* GIVEN REQUEST *
Your task is to repeat the entries exactly. Leave the pictures out.

* GIVEN RECORDS *

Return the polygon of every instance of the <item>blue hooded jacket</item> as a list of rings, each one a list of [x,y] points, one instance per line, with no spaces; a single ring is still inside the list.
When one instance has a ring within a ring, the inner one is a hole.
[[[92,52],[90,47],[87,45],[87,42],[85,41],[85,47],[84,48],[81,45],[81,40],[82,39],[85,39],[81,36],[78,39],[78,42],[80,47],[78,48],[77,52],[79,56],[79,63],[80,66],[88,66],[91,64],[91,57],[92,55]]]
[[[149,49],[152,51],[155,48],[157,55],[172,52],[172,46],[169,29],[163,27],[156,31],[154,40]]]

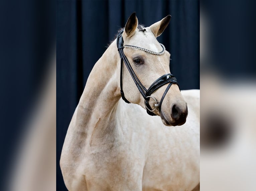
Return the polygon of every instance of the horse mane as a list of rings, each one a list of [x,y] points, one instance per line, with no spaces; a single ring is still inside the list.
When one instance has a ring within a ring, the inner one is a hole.
[[[142,32],[144,32],[146,30],[146,29],[145,29],[145,27],[144,27],[144,25],[138,25],[138,27],[137,27],[137,28],[139,29],[139,31],[141,31]],[[117,37],[117,35],[118,35],[119,33],[122,30],[124,29],[124,28],[121,28],[119,30],[118,30],[118,32],[117,32],[117,33],[115,35],[115,37],[114,38],[114,39],[111,41],[108,44],[107,46],[106,46],[106,48],[108,48],[108,47],[115,40],[116,38]]]

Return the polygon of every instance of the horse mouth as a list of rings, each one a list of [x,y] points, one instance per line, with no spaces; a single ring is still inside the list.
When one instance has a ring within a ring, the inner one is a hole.
[[[160,113],[160,117],[161,119],[162,119],[162,122],[166,126],[173,126],[171,124],[171,123],[169,122],[166,119],[162,111]]]
[[[161,119],[162,119],[162,122],[166,126],[176,126],[182,125],[185,123],[186,122],[186,119],[185,119],[185,120],[183,121],[180,122],[180,121],[174,121],[174,122],[170,122],[168,121],[166,119],[163,113],[161,112],[160,113],[160,117],[161,117]]]

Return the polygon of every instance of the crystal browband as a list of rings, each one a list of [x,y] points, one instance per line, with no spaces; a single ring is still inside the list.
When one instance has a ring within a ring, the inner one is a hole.
[[[163,44],[161,44],[161,43],[159,43],[159,44],[160,44],[160,45],[163,48],[163,50],[162,50],[162,51],[160,52],[153,52],[152,51],[150,51],[148,50],[147,50],[146,49],[145,49],[143,48],[140,47],[137,47],[133,46],[131,45],[124,45],[124,47],[125,48],[133,48],[133,49],[137,49],[138,50],[143,50],[143,51],[146,52],[148,52],[148,53],[152,54],[155,54],[156,55],[162,55],[164,53],[164,51],[165,50],[165,47],[164,47],[164,46],[163,46]]]

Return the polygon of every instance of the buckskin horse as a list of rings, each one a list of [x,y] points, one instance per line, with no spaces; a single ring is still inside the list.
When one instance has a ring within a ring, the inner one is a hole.
[[[70,191],[199,189],[200,91],[180,91],[156,39],[170,18],[134,13],[94,66],[61,154]]]

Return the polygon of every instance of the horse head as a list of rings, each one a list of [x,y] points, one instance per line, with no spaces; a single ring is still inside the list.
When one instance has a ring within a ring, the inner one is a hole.
[[[150,89],[152,84],[156,84],[155,85],[157,86],[156,85],[161,80],[167,80],[166,78],[172,78],[173,76],[170,74],[167,77],[164,76],[170,73],[170,55],[156,38],[166,27],[170,19],[170,15],[168,15],[145,28],[138,25],[138,19],[134,13],[128,19],[123,32],[120,33],[123,41],[123,52],[138,79],[145,88],[143,92],[146,92]],[[151,115],[159,115],[165,125],[180,125],[185,123],[188,113],[187,103],[181,95],[177,83],[173,83],[169,86],[169,83],[163,85],[162,83],[157,89],[153,90],[150,95],[151,96],[146,98],[144,93],[138,90],[139,88],[136,83],[134,83],[130,70],[125,67],[121,70],[123,70],[121,77],[123,82],[121,88],[121,90],[122,88],[125,95],[125,99],[140,105],[145,109],[147,107],[145,101],[148,101],[147,109],[152,109],[152,112],[149,112]],[[159,78],[159,80],[156,81]],[[146,96],[146,93],[145,94]],[[159,103],[160,107],[158,107]],[[150,109],[148,108],[149,107]]]

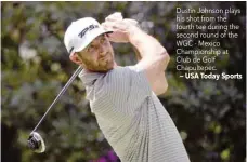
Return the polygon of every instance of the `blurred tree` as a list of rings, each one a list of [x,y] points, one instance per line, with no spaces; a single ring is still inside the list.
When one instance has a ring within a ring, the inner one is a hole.
[[[2,2],[2,161],[81,162],[112,150],[104,139],[81,81],[76,80],[39,127],[47,151],[32,153],[26,140],[76,69],[63,36],[72,21],[93,16],[100,22],[120,11],[135,18],[171,55],[169,91],[160,100],[174,120],[193,162],[243,162],[246,127],[246,2]],[[230,57],[219,71],[242,73],[243,80],[185,80],[176,70],[176,8],[238,8],[227,24],[240,26],[238,39],[221,39]],[[114,44],[120,65],[134,64],[129,44]],[[109,156],[110,157],[110,156]]]

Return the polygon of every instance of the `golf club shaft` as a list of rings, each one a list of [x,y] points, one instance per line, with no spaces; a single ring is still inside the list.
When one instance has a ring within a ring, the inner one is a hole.
[[[50,111],[50,109],[56,104],[56,102],[64,94],[64,92],[72,84],[72,82],[76,79],[76,77],[80,73],[81,70],[82,70],[82,68],[79,66],[78,69],[74,72],[74,75],[70,77],[70,79],[67,81],[67,83],[64,85],[64,87],[61,90],[61,92],[58,93],[58,95],[55,97],[55,99],[53,100],[53,103],[51,104],[51,106],[48,108],[48,110],[46,111],[46,113],[43,114],[43,117],[40,119],[40,121],[38,122],[38,124],[31,131],[31,133],[35,132],[38,129],[38,126],[43,121],[44,117],[48,114],[48,112]]]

* RESULT *
Return the polygon of every instance of the <item>blue hooded jacket</item> as a list of rings, each one a list of [x,y] points, one instance per line, with no spaces; a single ring is still inside the list.
When one instance has a ring within a ring, the inner one is a hole.
[[[92,52],[90,47],[87,45],[87,42],[85,41],[85,47],[84,48],[81,45],[81,40],[82,39],[85,39],[81,36],[78,39],[78,42],[80,47],[78,48],[77,52],[79,56],[79,63],[80,66],[88,66],[91,64],[91,57],[92,55]]]
[[[149,49],[152,51],[155,48],[157,55],[172,52],[172,46],[169,29],[163,27],[156,31],[154,40]]]

Return the polygon of every instance of the horse mane as a list of rings, each one a list of [x,y] points, one instance per line, with no spaces; a single ring is still inside the list.
When one instance has a ring within a ring, the inner one is a hole.
[[[142,32],[144,32],[146,30],[146,29],[145,29],[145,27],[144,27],[144,25],[138,25],[138,27],[137,27],[137,28],[139,29],[139,31],[141,31]],[[117,37],[117,35],[118,35],[119,33],[122,30],[124,29],[124,28],[121,28],[119,30],[118,30],[118,32],[117,32],[117,33],[115,35],[115,37],[114,38],[114,39],[111,41],[108,44],[107,46],[106,46],[106,48],[108,48],[108,47],[115,40],[116,38]]]

Return the polygon of every instance of the horse mouth as a list of rings, each one a list of [x,y] points, one instance per line, with no spaces; a single ring is still inside the list.
When one instance has a ring within a ring, the inner one is a hole.
[[[160,113],[160,117],[161,119],[162,119],[162,122],[166,126],[173,126],[171,124],[171,123],[169,122],[166,119],[162,111]]]
[[[161,119],[162,119],[162,122],[166,126],[176,126],[182,125],[185,123],[186,122],[186,119],[185,119],[185,120],[183,121],[180,122],[180,121],[174,121],[174,122],[170,122],[168,121],[166,119],[163,113],[161,112],[160,113],[160,117],[161,117]]]

Return the polygon of every instance of the crystal browband as a list of rings, each one a list of [x,y] points, one instance per line, with no spaces; a single ring is still inside the list.
When one instance has a ring within a ring, the inner one is a hole.
[[[163,44],[161,44],[161,43],[159,43],[159,44],[160,44],[160,45],[163,48],[163,50],[162,50],[162,51],[160,52],[153,52],[152,51],[150,51],[148,50],[147,50],[146,49],[145,49],[143,48],[140,47],[137,47],[133,46],[131,45],[124,45],[124,47],[125,48],[133,48],[133,49],[137,49],[138,50],[143,50],[143,51],[146,52],[148,52],[148,53],[152,54],[155,54],[156,55],[162,55],[164,53],[164,51],[165,50],[165,47],[164,47],[164,46],[163,46]]]

Return the polygon of every instance of the buckskin horse as a list of rings, each one a list of [x,y] points, one instance per line, with no spaces; a single ring is still inside the list.
When one instance has a ring within a ring, the inner one is a hole.
[[[70,191],[199,189],[200,91],[180,91],[156,39],[170,18],[134,13],[94,66],[61,154]]]

Return the polygon of every instance of the horse head as a list of rings, each one a list of [x,y] points, one instance per line, with no spaces; a single ring is still inside the list.
When one instance has a ring within a ring, the inner one is a hole.
[[[150,89],[152,84],[156,84],[155,85],[157,86],[156,85],[161,80],[167,80],[166,78],[172,78],[173,76],[170,74],[167,77],[164,76],[170,73],[170,55],[156,38],[166,27],[170,19],[170,15],[168,15],[145,28],[138,25],[138,19],[134,13],[128,19],[123,32],[120,33],[123,41],[123,52],[138,79],[145,88],[143,92],[146,92]],[[151,115],[159,115],[165,125],[180,125],[185,123],[188,113],[187,103],[181,95],[177,83],[173,83],[169,86],[169,83],[163,85],[162,83],[157,89],[153,90],[150,95],[151,96],[146,98],[144,93],[138,90],[139,88],[136,83],[134,83],[130,70],[125,67],[121,70],[123,70],[121,77],[123,82],[121,88],[121,90],[122,88],[125,95],[125,99],[140,105],[145,109],[147,107],[145,101],[148,101],[147,109],[152,109],[152,112],[149,112]],[[159,78],[159,80],[156,81]],[[146,96],[146,93],[145,94]],[[159,103],[160,107],[158,107]],[[150,109],[148,108],[149,107]]]

Return the polygon of every instance of the `blurred tree` as a list of rings, each one a list of [x,y] points, one instance per line, with no spaces; a single ring is still inside the list.
When one instance has a ring within a ring, the inner one is a hole.
[[[2,2],[2,161],[81,162],[112,150],[104,139],[81,81],[76,80],[39,127],[47,151],[32,153],[26,140],[76,69],[63,36],[72,21],[93,16],[100,22],[120,11],[135,18],[171,55],[169,91],[160,100],[174,120],[193,162],[243,162],[246,127],[246,2]],[[230,57],[219,71],[242,73],[243,80],[185,80],[176,70],[176,8],[238,8],[227,24],[240,26],[238,39],[221,39]],[[114,44],[120,65],[134,64],[129,44]],[[109,156],[110,157],[110,156]]]

Return the polygon of every instance of the `golf club shaft` as a list of rings, each one a list of [x,y] points, one instance per line, with no spaces; a single ring is still inside the list.
When one instance has a ring within a ring, the inner one is a hole.
[[[50,111],[50,109],[56,104],[56,102],[64,94],[64,92],[72,84],[72,82],[76,79],[76,77],[80,73],[81,70],[82,70],[82,68],[79,66],[78,69],[74,72],[74,75],[70,77],[70,79],[67,81],[67,83],[64,85],[64,87],[61,90],[61,92],[58,93],[58,95],[55,97],[55,99],[53,100],[53,103],[51,104],[51,106],[48,108],[48,110],[46,111],[46,113],[43,114],[43,117],[40,119],[40,121],[38,122],[38,124],[31,131],[31,133],[35,132],[38,129],[38,126],[43,121],[44,117],[48,114],[48,112]]]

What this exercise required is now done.